→ Bagian Teks

TEMPO.CO, Jakarta - Ekonom senior dari Universitas Indonesia Faisal Basri mengkritik keras kebijakan pemerintah soal pengelolaan utang negara yang dinilai tidak berubah signifikan. Dalam Rancangan Anggaran Pendapatan dan Belanja Negara (RAPBN) 2025 diketahui beban bunga utang yang ditanggung oleh pemerintah Prabowo Subianto sebesar Rp 552,85 triliun.
"Peningkatan terbesar dalam belanja pemerintah selama 10 tahun terakhir adalah pembayaran bunga utang yang naik sebesar 274 persen," kata Faisal Basri dalam diskusi yang diadakan oleh Bright Institute di Jakarta Selatan, Rabu, 21 Agustus 2024.
Faisal mengatakan peningkatan beban bunga ini merupakan konsekuensi dari kebijakan utang yang agresif tanpa diimbangi dengan pertumbuhan ekonomi yang memadai. "Ini benar-benar competitive consumption, terhadap GDP (produk domestik bruto) hanya lebih baik dari Nigeria dan Kamboja aja," ujarnya.
Data yang dipaparkan oleh Faisal menunjukkan dalam RAPBN 2025, pembayaran bunga utang diproyeksikan akan terus meningkat, angkanya mencapai 20,3 persen dari total belanja pemerintah pusat. Angka tersebut naik dari 19 persen pada tahun sebelumnya.
Selain itu, utang pemerintah pusat terus bertambah dan diproyeksikan akan mencapai Rp 8,7 kuadriliun pada akhir 2024. Nilai utang pemerintah itu naik dari Rp 8,5 kuadriliun di awal tahun.

→ Tugas Tertulis A
Jawab pertanyaan berikut berdasarkan berita tentang utang negara di atas.
(i) Berapa beban bunga utang yang ditanggung pemerintah dalam RAPBN 2025?
(ii) Di mana diskusi yang diadakan oleh Bright Institute berlangsung?
(iii) Berapa proyeksi utang pemerintah pusat pada akhir 2024?
→ Tugas Tertulis B
Tulis ulang tanpa mengubah apa pun bagian dari berita tentang utang negara di atas, dimulai dari "Faisal mengatakan peningkatan" dan diakhiri dengan "di awal tahun.".

→ Cuplikan Data

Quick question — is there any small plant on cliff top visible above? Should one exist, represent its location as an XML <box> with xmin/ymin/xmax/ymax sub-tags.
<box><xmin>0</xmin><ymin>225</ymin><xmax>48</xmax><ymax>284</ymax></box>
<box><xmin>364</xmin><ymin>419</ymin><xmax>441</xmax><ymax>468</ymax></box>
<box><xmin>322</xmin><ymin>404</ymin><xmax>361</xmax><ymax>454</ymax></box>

→ Jawaban Benar A
(i) Rp 552,85 triliun
(ii) Jakarta Selatan
(iii) Rp 8,7 kuadriliun

→ Jawaban Benar B
Faisal mengatakan peningkatan beban bunga ini merupakan konsekuensi dari kebijakan utang yang agresif tanpa diimbangi dengan pertumbuhan ekonomi yang memadai. "Ini benar-benar competitive consumption, terhadap GDP (produk domestik bruto) hanya lebih baik dari Nigeria dan Kamboja aja," ujarnya.
Data yang dipaparkan oleh Faisal menunjukkan dalam RAPBN 2025, pembayaran bunga utang diproyeksikan akan terus meningkat, angkanya mencapai 20,3 persen dari total belanja pemerintah pusat. Angka tersebut naik dari 19 persen pada tahun sebelumnya.
Selain itu, utang pemerintah pusat terus bertambah dan diproyeksikan akan mencapai Rp 8,7 kuadriliun pada akhir 2024. Nilai utang pemerintah itu naik dari Rp 8,5 kuadriliun di awal tahun.